(Records from a collection)
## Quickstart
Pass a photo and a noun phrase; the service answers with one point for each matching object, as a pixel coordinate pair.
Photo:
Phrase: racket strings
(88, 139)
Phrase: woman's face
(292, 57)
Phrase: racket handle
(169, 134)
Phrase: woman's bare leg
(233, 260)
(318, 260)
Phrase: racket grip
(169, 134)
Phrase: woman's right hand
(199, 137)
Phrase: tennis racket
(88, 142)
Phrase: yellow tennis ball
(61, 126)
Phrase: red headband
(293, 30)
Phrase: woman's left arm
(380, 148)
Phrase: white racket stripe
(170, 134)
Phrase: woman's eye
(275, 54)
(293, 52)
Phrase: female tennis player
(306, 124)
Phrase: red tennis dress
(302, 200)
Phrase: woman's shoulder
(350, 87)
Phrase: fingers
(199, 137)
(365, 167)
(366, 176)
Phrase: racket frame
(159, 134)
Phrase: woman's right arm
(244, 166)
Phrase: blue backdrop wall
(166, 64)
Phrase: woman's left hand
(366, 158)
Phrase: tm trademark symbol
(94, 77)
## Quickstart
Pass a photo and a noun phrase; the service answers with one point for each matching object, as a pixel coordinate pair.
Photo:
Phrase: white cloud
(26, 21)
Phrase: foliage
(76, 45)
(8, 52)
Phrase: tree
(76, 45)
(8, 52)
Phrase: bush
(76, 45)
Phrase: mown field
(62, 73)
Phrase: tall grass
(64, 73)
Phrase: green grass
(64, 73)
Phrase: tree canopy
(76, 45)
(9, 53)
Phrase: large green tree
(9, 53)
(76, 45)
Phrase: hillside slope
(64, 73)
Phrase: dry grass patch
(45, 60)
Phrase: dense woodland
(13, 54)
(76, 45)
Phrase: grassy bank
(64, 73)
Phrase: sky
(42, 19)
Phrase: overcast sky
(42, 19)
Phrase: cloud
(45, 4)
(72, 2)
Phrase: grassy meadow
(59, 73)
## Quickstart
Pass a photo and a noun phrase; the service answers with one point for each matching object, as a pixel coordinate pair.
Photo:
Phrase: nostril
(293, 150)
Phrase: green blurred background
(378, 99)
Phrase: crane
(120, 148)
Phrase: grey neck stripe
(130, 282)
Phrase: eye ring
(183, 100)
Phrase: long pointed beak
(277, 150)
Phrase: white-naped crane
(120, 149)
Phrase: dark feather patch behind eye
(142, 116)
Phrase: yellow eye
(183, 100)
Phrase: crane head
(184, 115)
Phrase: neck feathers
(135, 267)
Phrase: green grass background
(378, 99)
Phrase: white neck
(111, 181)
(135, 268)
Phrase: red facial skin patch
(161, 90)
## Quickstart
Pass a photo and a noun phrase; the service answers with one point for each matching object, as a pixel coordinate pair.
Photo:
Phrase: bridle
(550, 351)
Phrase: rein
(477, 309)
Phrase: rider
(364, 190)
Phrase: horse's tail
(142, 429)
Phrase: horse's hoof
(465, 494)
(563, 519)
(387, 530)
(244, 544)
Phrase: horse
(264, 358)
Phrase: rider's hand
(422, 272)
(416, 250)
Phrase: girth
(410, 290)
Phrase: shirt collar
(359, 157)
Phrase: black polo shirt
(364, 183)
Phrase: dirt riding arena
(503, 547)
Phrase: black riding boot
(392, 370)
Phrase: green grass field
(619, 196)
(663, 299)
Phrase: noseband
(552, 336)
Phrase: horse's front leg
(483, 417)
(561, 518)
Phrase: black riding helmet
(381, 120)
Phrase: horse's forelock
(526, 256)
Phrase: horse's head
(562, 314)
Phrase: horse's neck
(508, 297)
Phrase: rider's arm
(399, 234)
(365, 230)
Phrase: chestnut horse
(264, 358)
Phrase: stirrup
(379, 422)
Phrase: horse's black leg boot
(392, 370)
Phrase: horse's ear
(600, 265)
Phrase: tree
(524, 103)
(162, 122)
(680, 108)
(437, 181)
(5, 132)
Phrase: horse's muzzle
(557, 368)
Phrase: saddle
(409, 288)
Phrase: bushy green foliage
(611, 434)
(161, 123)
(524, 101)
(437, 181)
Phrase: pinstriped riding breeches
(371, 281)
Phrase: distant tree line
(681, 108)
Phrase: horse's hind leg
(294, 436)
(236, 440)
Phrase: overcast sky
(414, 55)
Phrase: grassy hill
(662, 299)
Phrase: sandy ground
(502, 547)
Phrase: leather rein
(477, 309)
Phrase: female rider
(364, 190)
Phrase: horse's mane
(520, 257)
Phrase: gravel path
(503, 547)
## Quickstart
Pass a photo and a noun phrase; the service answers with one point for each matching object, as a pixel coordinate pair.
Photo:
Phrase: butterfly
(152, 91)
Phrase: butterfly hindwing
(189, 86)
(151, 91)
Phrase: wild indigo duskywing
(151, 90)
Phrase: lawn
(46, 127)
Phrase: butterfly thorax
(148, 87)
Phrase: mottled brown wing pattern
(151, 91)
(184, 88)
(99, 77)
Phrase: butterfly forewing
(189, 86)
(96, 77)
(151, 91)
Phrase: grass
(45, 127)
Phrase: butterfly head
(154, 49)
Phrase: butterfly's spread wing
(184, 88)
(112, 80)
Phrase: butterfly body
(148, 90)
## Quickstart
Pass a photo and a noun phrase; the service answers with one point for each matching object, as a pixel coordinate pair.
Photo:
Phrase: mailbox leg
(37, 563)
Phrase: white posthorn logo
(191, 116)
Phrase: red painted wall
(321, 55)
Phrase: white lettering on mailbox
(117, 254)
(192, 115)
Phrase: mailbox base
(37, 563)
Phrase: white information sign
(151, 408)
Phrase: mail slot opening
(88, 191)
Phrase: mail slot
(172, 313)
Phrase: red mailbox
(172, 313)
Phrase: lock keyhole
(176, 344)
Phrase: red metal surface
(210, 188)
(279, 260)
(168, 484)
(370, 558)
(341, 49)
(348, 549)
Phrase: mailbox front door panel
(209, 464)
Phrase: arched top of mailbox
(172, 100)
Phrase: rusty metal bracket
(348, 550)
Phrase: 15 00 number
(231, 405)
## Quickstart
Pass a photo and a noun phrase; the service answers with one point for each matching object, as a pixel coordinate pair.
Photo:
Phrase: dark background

WHAT IS EXPECTED: Every entry must be repeated exactly; none may be skipped.

EXPECTED ANSWER:
## Quickstart
Pass a photo and a noun phrase; the service answers with one point for each matching object, as a pixel coordinate pair.
Photo:
Phrase: racket strings
(88, 139)
Phrase: woman's face
(292, 57)
Phrase: racket handle
(169, 134)
Phrase: woman's bare leg
(233, 260)
(318, 260)
Phrase: racket grip
(169, 134)
Phrase: woman's right hand
(199, 137)
Phrase: tennis racket
(88, 142)
Phrase: yellow tennis ball
(61, 126)
Phrase: red headband
(293, 30)
Phrase: woman's left arm
(380, 148)
Phrase: white racket stripe
(170, 134)
Phrase: woman's eye
(275, 54)
(293, 52)
Phrase: female tennis player
(306, 124)
Phrase: red tennis dress
(302, 200)
Phrase: woman's shoulder
(350, 87)
Phrase: fingers
(199, 137)
(365, 167)
(366, 176)
Phrase: racket frame
(159, 134)
Phrase: woman's right arm
(244, 166)
Phrase: blue backdrop wall
(166, 64)
Phrase: woman's left hand
(366, 158)
Phrase: tm trademark symbol
(94, 77)
## Quickstart
Pass a photo and a noun phrase; the service answers with one point for each matching object, as a pixel coordinate pair.
Photo:
Phrase: white cloud
(26, 21)
Phrase: foliage
(76, 45)
(8, 52)
Phrase: tree
(76, 45)
(8, 52)
Phrase: bush
(76, 45)
Phrase: mown field
(62, 73)
Phrase: tall grass
(64, 73)
Phrase: green grass
(64, 73)
Phrase: tree canopy
(76, 45)
(9, 53)
Phrase: large green tree
(9, 53)
(76, 45)
Phrase: hillside slope
(64, 73)
Phrase: dry grass patch
(45, 60)
Phrase: dense woodland
(13, 54)
(76, 45)
Phrase: grassy bank
(64, 73)
Phrase: sky
(42, 19)
Phrase: overcast sky
(42, 19)
Phrase: cloud
(45, 4)
(72, 2)
Phrase: grassy meadow
(59, 73)
## Quickstart
Pass a photo and a noun phrase; the service answers with one point for each matching object, as a pixel coordinate pair.
Photo:
Phrase: nostril
(293, 150)
Phrase: green blurred background
(378, 99)
Phrase: crane
(120, 148)
Phrase: grey neck stripe
(130, 282)
Phrase: eye ring
(183, 100)
Phrase: long pointed beak
(277, 150)
Phrase: white-naped crane
(120, 149)
Phrase: dark feather patch behind eye
(142, 116)
Phrase: yellow eye
(183, 100)
Phrase: crane head
(184, 115)
Phrase: neck feathers
(135, 267)
Phrase: green grass background
(378, 99)
Phrase: white neck
(111, 181)
(135, 268)
Phrase: red facial skin patch
(161, 90)
## Quickstart
Pass a photo and a noun phrase; the service answers with one point for each matching object, as a pixel coordinate pair.
Photo:
Phrase: bridle
(550, 351)
Phrase: rein
(477, 309)
Phrase: rider
(364, 190)
Phrase: horse's tail
(142, 429)
Phrase: horse's hoof
(465, 494)
(563, 519)
(387, 530)
(244, 544)
Phrase: horse
(264, 358)
Phrase: rider's hand
(422, 272)
(416, 250)
Phrase: girth
(410, 290)
Phrase: shirt collar
(359, 157)
Phrase: black polo shirt
(364, 183)
Phrase: dirt riding arena
(503, 547)
Phrase: black riding boot
(392, 370)
Phrase: green grass field
(619, 196)
(663, 299)
Phrase: noseband
(552, 336)
Phrase: horse's front leg
(483, 417)
(561, 518)
Phrase: black riding helmet
(381, 120)
Phrase: horse's forelock
(526, 256)
Phrase: horse's head
(562, 314)
Phrase: horse's neck
(508, 297)
Phrase: rider's arm
(399, 234)
(365, 230)
Phrase: chestnut horse
(264, 358)
Phrase: stirrup
(379, 422)
Phrase: horse's black leg boot
(392, 370)
Phrase: horse's ear
(600, 265)
Phrase: tree
(524, 103)
(162, 122)
(680, 108)
(437, 181)
(5, 132)
Phrase: horse's muzzle
(557, 368)
Phrase: saddle
(409, 288)
Phrase: bushy green foliage
(611, 434)
(161, 123)
(524, 101)
(437, 181)
Phrase: pinstriped riding breeches
(371, 281)
Phrase: distant tree line
(681, 108)
Phrase: horse's hind leg
(294, 436)
(236, 440)
Phrase: overcast sky
(414, 55)
Phrase: grassy hill
(662, 299)
Phrase: sandy ground
(502, 547)
Phrase: leather rein
(477, 309)
Phrase: female rider
(364, 190)
Phrase: horse's mane
(520, 257)
Phrase: gravel path
(503, 547)
## Quickstart
Pass a photo and a noun phrase; the service answers with one point for each matching object, as a pixel coordinate pair.
Photo:
Phrase: butterfly
(152, 91)
Phrase: butterfly hindwing
(189, 86)
(151, 91)
Phrase: wild indigo duskywing
(151, 90)
Phrase: lawn
(46, 127)
Phrase: butterfly thorax
(148, 87)
Phrase: mottled brown wing pattern
(151, 91)
(184, 88)
(99, 77)
Phrase: butterfly forewing
(189, 86)
(96, 77)
(151, 91)
Phrase: grass
(45, 127)
Phrase: butterfly head
(154, 49)
Phrase: butterfly's spread wing
(184, 88)
(112, 80)
Phrase: butterfly body
(148, 90)
## Quickstart
Pass a photo and a noun phrase; the service answers with one point for each matching object, as a pixel coordinate pair.
Photo:
Phrase: mailbox leg
(37, 563)
Phrase: white posthorn logo
(191, 116)
Phrase: red painted wall
(321, 55)
Phrase: white lettering on mailbox
(117, 254)
(192, 115)
Phrase: mailbox base
(37, 563)
Phrase: white information sign
(151, 408)
Phrase: mail slot opening
(88, 191)
Phrase: mail slot
(172, 313)
Phrase: red mailbox
(172, 313)
Phrase: lock keyhole
(176, 344)
Phrase: red metal surface
(210, 188)
(279, 260)
(168, 484)
(370, 558)
(341, 49)
(348, 549)
Phrase: mailbox front door panel
(209, 464)
Phrase: arched top of mailbox
(172, 100)
Phrase: rusty metal bracket
(348, 550)
Phrase: 15 00 number
(231, 405)
## Quickstart
Pass a photo and a noun phrase; the service answers with one point for each matching object, as a pixel coordinate pair.
Photo:
Phrase: dark background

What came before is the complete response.